**WHAT THE TASK REQUIRES:** Everything from the line containing "Please spot the tram" through the last line of the data below should be set down exactly, and nothing else.
::::::::
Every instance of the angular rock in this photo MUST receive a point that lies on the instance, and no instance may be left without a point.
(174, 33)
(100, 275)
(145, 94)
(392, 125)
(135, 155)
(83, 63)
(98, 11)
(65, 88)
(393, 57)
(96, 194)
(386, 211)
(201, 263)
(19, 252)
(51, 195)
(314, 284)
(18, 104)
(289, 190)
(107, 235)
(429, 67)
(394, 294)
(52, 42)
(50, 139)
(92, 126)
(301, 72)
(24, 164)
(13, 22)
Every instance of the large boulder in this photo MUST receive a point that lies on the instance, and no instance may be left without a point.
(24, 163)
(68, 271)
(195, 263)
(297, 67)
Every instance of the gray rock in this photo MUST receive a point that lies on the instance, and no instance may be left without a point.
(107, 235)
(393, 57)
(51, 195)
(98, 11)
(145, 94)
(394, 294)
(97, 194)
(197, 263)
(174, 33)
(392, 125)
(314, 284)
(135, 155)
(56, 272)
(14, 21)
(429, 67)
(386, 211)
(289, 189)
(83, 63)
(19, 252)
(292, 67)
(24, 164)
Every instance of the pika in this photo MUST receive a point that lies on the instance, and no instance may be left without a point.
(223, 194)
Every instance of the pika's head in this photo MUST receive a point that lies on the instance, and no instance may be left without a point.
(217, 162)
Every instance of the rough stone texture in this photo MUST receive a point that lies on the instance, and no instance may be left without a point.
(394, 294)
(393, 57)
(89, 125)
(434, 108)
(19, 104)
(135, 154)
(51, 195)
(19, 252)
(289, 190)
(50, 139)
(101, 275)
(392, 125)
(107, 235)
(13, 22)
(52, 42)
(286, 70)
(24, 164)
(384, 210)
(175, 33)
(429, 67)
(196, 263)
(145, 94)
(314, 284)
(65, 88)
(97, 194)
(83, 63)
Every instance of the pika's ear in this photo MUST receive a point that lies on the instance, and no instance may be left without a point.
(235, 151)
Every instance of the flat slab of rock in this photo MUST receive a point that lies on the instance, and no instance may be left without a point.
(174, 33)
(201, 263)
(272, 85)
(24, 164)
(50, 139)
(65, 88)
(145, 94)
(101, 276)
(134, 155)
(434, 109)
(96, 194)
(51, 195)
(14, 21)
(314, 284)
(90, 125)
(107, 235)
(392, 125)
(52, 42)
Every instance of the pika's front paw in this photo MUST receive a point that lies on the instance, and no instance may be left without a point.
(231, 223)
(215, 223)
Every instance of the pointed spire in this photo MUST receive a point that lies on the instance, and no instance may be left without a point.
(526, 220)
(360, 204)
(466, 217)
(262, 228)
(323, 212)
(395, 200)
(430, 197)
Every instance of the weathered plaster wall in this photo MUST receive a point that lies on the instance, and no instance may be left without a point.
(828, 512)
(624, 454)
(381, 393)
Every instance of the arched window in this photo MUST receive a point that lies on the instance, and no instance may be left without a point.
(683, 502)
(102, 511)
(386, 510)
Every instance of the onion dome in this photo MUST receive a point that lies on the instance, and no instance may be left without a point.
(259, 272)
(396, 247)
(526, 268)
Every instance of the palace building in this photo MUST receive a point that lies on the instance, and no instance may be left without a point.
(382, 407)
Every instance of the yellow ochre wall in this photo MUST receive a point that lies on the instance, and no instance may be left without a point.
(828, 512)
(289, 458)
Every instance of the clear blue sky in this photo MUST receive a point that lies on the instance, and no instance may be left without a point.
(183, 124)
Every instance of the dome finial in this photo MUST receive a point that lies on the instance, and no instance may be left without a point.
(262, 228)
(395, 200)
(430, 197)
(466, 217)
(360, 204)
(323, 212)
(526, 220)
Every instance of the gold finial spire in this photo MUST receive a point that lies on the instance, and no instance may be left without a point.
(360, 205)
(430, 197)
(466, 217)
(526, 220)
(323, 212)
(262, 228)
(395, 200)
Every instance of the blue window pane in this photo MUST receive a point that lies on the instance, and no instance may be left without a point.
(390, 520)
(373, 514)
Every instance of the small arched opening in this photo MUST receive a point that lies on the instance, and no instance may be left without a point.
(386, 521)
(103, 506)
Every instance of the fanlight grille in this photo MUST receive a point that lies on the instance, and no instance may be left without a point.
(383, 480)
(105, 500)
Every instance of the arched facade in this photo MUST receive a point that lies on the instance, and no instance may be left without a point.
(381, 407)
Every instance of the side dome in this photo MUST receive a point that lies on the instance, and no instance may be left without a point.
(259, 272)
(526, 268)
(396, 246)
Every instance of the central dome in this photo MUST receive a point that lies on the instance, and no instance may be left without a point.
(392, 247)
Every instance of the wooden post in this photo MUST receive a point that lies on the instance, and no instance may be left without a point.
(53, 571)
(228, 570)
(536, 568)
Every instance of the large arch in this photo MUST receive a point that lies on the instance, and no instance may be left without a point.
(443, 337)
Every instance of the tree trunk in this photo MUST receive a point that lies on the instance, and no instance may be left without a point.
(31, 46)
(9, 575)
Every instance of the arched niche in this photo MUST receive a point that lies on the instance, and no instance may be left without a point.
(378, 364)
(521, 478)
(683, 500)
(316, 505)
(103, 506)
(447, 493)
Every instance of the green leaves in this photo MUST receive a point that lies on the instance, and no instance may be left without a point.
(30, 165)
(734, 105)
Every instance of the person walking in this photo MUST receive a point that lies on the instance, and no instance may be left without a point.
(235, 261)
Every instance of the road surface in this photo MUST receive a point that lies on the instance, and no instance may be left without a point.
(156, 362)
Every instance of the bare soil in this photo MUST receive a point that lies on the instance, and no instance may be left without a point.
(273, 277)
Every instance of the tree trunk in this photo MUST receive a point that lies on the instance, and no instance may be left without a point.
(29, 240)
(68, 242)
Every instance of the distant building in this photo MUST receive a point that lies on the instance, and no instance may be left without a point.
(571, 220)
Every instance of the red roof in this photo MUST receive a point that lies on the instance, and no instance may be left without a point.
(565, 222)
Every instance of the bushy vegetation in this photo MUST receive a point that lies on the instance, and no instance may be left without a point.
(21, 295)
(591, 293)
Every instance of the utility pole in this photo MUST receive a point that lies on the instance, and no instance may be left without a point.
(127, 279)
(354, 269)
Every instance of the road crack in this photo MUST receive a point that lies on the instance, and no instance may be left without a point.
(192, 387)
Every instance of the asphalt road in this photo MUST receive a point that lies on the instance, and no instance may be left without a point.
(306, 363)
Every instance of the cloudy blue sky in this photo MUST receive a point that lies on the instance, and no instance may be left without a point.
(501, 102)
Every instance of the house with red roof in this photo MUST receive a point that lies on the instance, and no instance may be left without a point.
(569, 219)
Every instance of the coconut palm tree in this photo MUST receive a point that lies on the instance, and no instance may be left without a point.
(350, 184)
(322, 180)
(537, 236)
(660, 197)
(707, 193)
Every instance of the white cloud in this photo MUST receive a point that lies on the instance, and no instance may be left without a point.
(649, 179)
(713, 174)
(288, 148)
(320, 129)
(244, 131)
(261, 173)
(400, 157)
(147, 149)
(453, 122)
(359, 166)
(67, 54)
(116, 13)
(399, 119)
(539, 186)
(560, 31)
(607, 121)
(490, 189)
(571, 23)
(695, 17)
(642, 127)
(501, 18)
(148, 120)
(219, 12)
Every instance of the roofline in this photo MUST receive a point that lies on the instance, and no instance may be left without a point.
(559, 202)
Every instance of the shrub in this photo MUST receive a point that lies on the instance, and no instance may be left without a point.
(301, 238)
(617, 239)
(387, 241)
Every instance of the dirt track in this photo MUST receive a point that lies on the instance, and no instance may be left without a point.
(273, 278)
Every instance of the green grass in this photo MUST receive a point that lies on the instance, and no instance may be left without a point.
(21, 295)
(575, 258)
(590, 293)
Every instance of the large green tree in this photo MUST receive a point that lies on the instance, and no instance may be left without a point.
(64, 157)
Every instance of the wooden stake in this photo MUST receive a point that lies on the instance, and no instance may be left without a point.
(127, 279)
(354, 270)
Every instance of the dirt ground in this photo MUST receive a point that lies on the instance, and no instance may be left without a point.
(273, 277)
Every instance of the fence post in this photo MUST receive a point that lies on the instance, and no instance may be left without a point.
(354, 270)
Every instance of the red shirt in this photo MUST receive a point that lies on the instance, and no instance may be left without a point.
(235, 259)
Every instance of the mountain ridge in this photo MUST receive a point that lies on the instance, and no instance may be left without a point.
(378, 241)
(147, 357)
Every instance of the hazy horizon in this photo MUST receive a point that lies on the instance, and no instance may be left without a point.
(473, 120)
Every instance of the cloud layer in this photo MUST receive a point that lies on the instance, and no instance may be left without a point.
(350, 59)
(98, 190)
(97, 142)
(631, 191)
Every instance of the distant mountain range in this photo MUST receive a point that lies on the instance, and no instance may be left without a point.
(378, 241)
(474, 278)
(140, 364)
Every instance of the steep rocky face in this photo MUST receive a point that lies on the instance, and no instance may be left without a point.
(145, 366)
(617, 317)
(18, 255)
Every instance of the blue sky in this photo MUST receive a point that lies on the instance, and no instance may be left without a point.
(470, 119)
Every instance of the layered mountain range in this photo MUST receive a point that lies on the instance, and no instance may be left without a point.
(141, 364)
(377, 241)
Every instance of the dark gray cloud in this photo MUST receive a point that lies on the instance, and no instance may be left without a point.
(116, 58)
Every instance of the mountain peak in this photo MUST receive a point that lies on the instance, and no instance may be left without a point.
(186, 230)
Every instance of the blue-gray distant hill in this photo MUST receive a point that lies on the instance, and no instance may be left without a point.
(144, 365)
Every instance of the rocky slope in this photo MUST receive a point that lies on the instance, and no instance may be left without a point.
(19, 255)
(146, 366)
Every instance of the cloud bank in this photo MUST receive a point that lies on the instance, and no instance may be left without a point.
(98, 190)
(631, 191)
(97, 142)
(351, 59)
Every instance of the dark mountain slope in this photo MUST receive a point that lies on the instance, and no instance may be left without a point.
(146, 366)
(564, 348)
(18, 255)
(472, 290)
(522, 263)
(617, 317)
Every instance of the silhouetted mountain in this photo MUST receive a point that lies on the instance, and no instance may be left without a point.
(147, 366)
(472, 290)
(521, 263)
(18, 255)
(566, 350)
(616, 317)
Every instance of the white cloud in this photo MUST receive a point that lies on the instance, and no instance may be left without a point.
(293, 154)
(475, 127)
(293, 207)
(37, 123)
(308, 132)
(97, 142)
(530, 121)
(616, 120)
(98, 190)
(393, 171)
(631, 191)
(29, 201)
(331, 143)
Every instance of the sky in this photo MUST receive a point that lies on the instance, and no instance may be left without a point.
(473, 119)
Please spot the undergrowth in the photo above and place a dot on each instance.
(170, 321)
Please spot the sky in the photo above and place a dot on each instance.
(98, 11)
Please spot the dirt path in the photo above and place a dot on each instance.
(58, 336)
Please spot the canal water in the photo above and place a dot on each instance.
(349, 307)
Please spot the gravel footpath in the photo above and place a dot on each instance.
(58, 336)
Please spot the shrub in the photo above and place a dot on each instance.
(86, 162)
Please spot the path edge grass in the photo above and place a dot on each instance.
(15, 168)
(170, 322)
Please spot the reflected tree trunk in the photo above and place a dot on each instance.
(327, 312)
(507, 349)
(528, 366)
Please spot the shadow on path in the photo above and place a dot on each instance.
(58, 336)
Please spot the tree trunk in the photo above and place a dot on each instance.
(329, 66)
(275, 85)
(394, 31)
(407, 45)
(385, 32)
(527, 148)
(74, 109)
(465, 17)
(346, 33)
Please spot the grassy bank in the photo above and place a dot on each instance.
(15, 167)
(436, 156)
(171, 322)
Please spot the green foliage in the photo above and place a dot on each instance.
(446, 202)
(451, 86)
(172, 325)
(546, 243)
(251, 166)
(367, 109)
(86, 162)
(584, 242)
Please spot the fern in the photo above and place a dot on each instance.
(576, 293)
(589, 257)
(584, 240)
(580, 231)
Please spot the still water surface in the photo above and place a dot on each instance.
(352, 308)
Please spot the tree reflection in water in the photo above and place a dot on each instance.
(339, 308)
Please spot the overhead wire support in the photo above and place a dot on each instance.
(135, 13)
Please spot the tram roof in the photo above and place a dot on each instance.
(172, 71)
::::::::
**ANSWER SECTION:**
Please spot the tram roof in the photo above and place a dot on each instance.
(172, 71)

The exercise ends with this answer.